STATED TASK
Set the following entries down again exactly, line by line.

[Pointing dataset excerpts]
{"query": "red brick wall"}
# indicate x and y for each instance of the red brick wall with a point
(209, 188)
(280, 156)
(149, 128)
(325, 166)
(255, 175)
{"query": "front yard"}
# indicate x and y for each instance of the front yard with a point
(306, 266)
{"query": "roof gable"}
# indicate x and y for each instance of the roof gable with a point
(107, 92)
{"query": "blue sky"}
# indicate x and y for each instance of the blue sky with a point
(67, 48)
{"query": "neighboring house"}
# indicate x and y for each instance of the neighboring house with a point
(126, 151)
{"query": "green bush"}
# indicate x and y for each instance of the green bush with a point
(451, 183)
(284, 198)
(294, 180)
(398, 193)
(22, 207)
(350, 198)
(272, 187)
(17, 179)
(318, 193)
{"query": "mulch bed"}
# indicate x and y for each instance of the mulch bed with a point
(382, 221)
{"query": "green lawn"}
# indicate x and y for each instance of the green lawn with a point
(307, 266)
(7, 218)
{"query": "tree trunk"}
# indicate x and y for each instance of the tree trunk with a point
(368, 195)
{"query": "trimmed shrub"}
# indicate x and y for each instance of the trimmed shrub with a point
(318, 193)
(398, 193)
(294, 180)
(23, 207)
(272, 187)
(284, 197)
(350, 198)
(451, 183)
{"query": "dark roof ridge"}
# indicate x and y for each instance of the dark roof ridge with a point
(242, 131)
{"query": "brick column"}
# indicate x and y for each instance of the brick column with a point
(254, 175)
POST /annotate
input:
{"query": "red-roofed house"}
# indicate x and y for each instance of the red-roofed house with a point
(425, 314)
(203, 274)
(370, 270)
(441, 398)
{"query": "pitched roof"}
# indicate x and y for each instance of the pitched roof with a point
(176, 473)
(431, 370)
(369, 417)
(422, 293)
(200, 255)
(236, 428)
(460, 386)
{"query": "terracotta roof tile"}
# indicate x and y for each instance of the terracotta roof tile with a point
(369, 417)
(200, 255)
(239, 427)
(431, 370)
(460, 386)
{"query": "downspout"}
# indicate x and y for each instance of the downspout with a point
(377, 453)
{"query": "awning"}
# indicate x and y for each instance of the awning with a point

RESULT OF THIS TASK
{"query": "red brick wall"}
# indicate x and y for each instance of the red brick wall with a point
(209, 188)
(280, 156)
(149, 128)
(325, 166)
(255, 175)
{"query": "front yard"}
# indicate x and y for each instance of the front yard with a point
(306, 266)
{"query": "roof gable"}
# indicate x and y for each instance of the roof gable with a point
(107, 92)
{"query": "blue sky"}
# indicate x and y for each instance of the blue sky with a point
(67, 48)
{"query": "neighboring house"}
# indicate x and y for each instance of the neighboring house with a point
(126, 151)
{"query": "green bush"}
# indicate x and y for each instance of the green bush with a point
(451, 183)
(284, 198)
(294, 180)
(398, 193)
(22, 207)
(350, 198)
(272, 187)
(17, 179)
(318, 193)
{"query": "mulch bed"}
# indicate x and y for each instance of the mulch bed with a point
(382, 221)
{"query": "green lawn"}
# indicate x and y for each instance of the green lawn with a point
(307, 266)
(7, 218)
{"query": "tree trunk"}
# indicate x and y for each instance of the tree trunk with a point
(368, 195)
{"query": "trimmed shrub"}
# indicate x and y for each instance of the trimmed shrub with a point
(318, 193)
(398, 193)
(294, 180)
(23, 207)
(272, 187)
(284, 197)
(350, 198)
(451, 183)
{"query": "dark roof ridge"}
# indicate x and y for each instance of the dark roof ridge with a point
(242, 131)
{"query": "brick column"}
# indicate x and y for each instance of the brick column with a point
(254, 175)
POST /annotate
input:
{"query": "red-roofed house"}
# indicate x and y for each instance of the red-roofed house with a point
(425, 314)
(203, 274)
(370, 270)
(441, 398)
{"query": "pitched roof"}
# indicate x and y for each instance of the pitched roof with a point
(176, 473)
(431, 370)
(369, 417)
(422, 293)
(200, 255)
(236, 428)
(460, 386)
{"query": "terracotta roof tile"}
# indicate x and y for each instance of the terracotta roof tile with a point
(369, 417)
(200, 255)
(239, 427)
(431, 370)
(460, 386)
{"query": "downspout"}
# indicate x and y for each instance of the downspout with a point
(377, 453)
{"query": "awning"}
# indicate x and y for each instance of the awning with a point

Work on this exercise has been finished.